What the task asks:
Copy out exactly the lines from the line containing "In this exercise you will locate the white" to the end of the listing.
--------------------------------
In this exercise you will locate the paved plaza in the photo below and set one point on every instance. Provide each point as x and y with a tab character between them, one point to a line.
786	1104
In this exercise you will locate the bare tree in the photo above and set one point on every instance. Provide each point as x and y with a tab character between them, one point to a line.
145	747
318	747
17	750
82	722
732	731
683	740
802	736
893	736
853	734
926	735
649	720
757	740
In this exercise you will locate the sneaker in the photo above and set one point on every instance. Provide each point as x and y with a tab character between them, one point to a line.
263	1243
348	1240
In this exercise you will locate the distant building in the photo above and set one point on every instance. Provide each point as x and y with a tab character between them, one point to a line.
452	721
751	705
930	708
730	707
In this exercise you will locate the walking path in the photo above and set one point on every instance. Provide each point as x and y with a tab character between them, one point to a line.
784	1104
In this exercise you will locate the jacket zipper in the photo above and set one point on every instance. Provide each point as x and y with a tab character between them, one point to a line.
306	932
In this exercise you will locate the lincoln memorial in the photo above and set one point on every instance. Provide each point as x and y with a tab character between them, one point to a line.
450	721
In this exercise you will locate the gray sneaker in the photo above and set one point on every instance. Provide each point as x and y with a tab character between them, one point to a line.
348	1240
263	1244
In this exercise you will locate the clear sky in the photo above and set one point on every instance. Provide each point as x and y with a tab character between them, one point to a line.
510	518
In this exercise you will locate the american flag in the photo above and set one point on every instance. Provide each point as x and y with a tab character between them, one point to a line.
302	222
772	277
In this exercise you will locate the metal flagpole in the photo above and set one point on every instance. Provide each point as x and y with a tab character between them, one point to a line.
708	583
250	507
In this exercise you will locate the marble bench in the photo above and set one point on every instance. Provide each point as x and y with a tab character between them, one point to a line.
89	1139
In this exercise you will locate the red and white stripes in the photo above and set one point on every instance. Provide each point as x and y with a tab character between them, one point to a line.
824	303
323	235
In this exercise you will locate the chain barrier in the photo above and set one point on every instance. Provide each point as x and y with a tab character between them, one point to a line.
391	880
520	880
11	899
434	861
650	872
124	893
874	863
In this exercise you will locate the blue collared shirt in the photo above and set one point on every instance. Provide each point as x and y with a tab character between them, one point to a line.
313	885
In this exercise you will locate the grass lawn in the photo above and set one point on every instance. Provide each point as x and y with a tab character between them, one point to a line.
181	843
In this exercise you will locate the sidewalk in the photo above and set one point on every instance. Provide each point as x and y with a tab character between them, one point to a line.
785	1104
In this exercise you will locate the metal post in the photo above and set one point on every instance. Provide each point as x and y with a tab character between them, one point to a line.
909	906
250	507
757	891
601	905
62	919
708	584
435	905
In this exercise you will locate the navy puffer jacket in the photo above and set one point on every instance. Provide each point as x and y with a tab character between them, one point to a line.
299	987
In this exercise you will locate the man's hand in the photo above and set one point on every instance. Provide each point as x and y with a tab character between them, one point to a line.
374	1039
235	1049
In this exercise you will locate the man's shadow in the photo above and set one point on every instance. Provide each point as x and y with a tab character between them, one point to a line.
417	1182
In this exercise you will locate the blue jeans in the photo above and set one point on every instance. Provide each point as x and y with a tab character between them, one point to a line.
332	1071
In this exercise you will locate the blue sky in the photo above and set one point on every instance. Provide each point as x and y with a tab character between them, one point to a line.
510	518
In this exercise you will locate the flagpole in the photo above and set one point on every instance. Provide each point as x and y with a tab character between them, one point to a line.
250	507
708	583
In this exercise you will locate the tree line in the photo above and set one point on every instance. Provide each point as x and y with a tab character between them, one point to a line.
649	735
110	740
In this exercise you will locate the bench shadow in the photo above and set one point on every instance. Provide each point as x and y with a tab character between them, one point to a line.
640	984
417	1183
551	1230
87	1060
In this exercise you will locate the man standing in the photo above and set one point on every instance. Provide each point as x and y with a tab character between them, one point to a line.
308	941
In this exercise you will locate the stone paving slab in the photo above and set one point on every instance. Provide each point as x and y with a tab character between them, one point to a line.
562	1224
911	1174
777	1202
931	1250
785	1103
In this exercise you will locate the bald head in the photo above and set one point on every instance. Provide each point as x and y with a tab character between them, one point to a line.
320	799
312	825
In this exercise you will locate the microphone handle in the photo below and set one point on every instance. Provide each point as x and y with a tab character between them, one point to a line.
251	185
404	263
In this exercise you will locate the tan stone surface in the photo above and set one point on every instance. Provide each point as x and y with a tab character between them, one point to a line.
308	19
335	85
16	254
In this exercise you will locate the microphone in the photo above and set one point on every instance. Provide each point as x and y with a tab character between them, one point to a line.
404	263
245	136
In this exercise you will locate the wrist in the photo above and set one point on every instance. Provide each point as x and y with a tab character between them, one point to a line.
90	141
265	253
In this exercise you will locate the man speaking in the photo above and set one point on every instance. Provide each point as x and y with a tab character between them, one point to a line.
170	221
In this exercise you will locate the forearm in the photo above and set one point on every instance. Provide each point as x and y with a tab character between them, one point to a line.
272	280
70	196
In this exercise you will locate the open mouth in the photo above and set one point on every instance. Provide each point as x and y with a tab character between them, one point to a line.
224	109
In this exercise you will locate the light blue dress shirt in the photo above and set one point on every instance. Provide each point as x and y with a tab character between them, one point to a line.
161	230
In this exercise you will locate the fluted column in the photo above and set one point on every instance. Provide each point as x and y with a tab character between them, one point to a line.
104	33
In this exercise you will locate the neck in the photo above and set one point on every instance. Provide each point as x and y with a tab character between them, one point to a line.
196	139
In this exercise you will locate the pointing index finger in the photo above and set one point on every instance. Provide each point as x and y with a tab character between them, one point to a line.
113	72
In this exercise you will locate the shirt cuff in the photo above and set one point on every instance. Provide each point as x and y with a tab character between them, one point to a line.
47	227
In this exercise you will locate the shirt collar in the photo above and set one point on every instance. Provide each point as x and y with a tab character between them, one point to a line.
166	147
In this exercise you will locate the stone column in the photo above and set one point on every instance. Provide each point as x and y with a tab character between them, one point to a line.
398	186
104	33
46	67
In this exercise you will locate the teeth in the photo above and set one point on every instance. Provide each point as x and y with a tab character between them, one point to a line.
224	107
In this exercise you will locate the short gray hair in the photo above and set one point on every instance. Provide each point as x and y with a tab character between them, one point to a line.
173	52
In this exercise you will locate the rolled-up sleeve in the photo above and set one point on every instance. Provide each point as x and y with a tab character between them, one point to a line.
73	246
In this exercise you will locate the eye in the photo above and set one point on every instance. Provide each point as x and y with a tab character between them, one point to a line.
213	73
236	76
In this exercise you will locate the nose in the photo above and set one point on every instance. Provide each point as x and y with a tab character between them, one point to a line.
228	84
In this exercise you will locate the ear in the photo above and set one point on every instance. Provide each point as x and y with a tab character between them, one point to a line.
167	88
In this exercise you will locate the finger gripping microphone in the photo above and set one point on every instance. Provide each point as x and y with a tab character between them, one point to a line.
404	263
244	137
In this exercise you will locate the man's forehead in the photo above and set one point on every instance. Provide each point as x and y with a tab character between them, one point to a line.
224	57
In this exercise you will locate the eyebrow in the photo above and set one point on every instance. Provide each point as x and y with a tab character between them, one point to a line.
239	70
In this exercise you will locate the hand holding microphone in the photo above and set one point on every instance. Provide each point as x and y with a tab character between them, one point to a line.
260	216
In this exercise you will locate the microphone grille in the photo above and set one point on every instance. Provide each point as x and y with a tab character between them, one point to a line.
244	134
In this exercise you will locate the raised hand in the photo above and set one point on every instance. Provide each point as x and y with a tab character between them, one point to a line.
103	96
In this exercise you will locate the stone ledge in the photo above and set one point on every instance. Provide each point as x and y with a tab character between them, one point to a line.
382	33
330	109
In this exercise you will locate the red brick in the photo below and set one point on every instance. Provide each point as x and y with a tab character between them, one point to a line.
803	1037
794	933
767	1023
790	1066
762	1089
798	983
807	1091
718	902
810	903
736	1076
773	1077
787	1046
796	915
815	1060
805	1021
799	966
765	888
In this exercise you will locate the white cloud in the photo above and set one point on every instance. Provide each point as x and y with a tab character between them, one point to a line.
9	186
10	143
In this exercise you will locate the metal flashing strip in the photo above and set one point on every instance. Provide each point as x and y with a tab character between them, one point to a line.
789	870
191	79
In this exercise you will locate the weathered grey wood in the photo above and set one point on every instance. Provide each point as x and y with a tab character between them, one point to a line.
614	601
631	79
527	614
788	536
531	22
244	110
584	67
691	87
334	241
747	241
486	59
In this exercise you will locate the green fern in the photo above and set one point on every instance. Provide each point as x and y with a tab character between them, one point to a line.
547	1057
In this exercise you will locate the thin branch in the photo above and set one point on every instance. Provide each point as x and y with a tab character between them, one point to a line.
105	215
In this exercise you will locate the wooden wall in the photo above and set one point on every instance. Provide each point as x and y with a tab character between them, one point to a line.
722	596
--------------------------------
Correct result:
In this exercise you will locate the white cloud in the photo above and set one point on every instance. Provide each point as x and y with a tab character between them, one point to a line.
9	186
10	143
In this exercise you will locate the metal flashing strip in the photo above and set one point on every instance. Provide each point as x and y with a tab character between them, one point to a line.
789	870
191	79
In this exercise you will locate the weathered grey wood in the photo above and set one point on every instance. Provide each point as x and y with a tab character between them, one point to a line.
614	601
631	79
527	614
788	536
531	22
244	110
584	67
691	87
334	241
747	241
486	59
In this exercise you will locate the green fern in the photo above and set one point on every instance. Provide each point as x and y with a tab character between them, one point to a line.
547	1057
In this exercise you will locate the thin branch in the photo above and set one point on every instance. Provide each point as x and y with a tab character between them, one point to a line.
105	215
In this exercise you will locate the wooden wall in the photo above and set one point on every instance. Provide each point as x and y with a tab character between them, one point to a line.
722	596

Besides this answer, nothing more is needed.